■ **Stated goal**: All of the material below is to be restated word for word, apart from the pictures.

===== Source records

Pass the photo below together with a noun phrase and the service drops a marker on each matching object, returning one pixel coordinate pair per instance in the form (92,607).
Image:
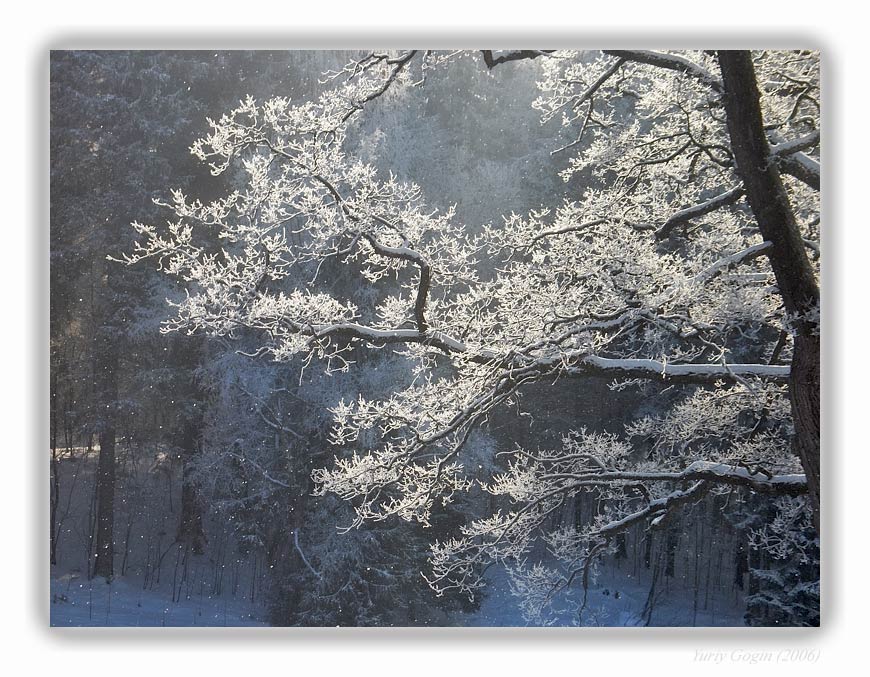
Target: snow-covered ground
(76,601)
(613,601)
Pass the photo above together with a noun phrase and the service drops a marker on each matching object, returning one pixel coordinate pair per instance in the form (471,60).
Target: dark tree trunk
(190,530)
(106,363)
(794,275)
(104,357)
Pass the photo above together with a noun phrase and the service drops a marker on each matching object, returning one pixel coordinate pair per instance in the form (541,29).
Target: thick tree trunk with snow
(794,275)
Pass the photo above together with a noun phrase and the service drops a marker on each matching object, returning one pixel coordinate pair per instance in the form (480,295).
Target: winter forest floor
(160,583)
(612,601)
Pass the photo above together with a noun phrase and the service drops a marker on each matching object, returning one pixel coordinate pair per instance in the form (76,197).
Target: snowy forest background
(587,234)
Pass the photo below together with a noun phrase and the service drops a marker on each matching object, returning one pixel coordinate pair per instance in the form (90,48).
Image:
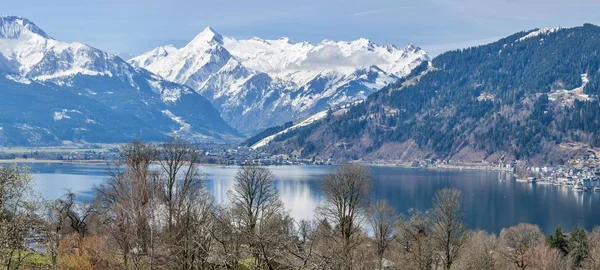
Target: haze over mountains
(258,83)
(55,92)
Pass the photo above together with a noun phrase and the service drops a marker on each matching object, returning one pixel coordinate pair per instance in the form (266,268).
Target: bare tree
(64,216)
(544,257)
(517,243)
(187,203)
(479,251)
(447,227)
(227,247)
(382,218)
(126,200)
(346,192)
(17,215)
(592,261)
(259,211)
(178,160)
(414,237)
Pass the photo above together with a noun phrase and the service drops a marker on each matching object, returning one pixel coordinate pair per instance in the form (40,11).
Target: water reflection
(490,204)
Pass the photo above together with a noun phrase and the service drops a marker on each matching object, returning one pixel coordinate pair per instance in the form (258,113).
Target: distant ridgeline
(532,95)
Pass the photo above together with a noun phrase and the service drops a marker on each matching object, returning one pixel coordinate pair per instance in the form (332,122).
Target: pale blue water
(489,203)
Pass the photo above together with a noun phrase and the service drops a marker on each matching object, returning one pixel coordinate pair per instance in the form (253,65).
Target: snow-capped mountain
(259,83)
(75,92)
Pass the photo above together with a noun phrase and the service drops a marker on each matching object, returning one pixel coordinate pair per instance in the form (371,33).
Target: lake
(490,204)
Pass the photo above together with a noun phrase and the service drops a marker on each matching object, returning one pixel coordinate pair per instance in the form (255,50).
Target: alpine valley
(258,83)
(54,92)
(532,95)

==========

■ **Expected output**:
Pass the photo below together with a noun phrase and the service drops a marker on each matching object, returning one pixel coordinate pair per instance in the form (92,607).
Image:
Target: snow-covered ground
(76,601)
(613,601)
Pass the photo above together with a noun phrase and the service drops a marker on each matching object, returning one pixel coordinate pair per instance in the form (471,60).
Target: dark tree trunk
(190,530)
(106,363)
(794,275)
(104,357)
Pass the photo above together with a noun phrase and the service drops a marker on each matching object, returning one pixel coordinate pair per instance in the form (541,29).
Target: thick tree trunk with snow
(794,275)
Pass the photo above together with a noun phrase and the service drops a marker on each matching object, returning one pixel coordinate pair per instance in the form (480,295).
Target: winter forest floor
(160,583)
(612,601)
Pass the photo above together with a noun phrase and the service drops a marker on each matching object, returning one pixel coordinate pair per instance in the form (76,197).
Target: snowy forest background
(587,234)
Pass the photo below together with a noun phrase and the service drops a marker on each matching object, returning one pixel coordinate pair per instance in the form (90,48).
Image:
Target: haze over mountains
(258,83)
(55,92)
Pass the photo above together with a noun phrase and the service drops a marker on each matching object, returning one pixel coordinate pair per instance in the form (266,268).
Target: bare tree
(64,216)
(544,257)
(517,243)
(187,203)
(479,251)
(447,227)
(227,247)
(382,218)
(126,200)
(346,192)
(17,215)
(592,261)
(259,211)
(178,160)
(414,237)
Pass the photo above together with a noun phrase and the service drops a marker on each matching object, returning one pixel coordinate pair per instance in the form (40,11).
Target: water reflection
(490,204)
Pass the photo above together with a noun phrase and the service drops a marker on each matching object, returning one pixel coordinate pair per instance in the form (258,113).
Target: distant ridgeline
(532,95)
Pass the photo above together with a noun phrase and the service drops a marker on each matching object, returning one pixel coordinate pair per instance in the form (332,122).
Target: pale blue water
(489,203)
Pass the photo above together with a noun phrase and the service drops a marker on each matching object, returning one pixel coordinate pair per instance in the form (253,65).
Target: snow-capped mountain
(259,83)
(75,92)
Pass the photo above together with a noun phrase and the service drops a marker on each matching object, returning one pixel coordinate pair per instance in the form (371,33).
Target: lake
(490,204)
Pass the photo above together with a noun phrase and the service drops a marker on each matching object, returning one pixel coordinate pair per instance in the form (255,50).
Target: alpine valley
(258,83)
(54,92)
(532,95)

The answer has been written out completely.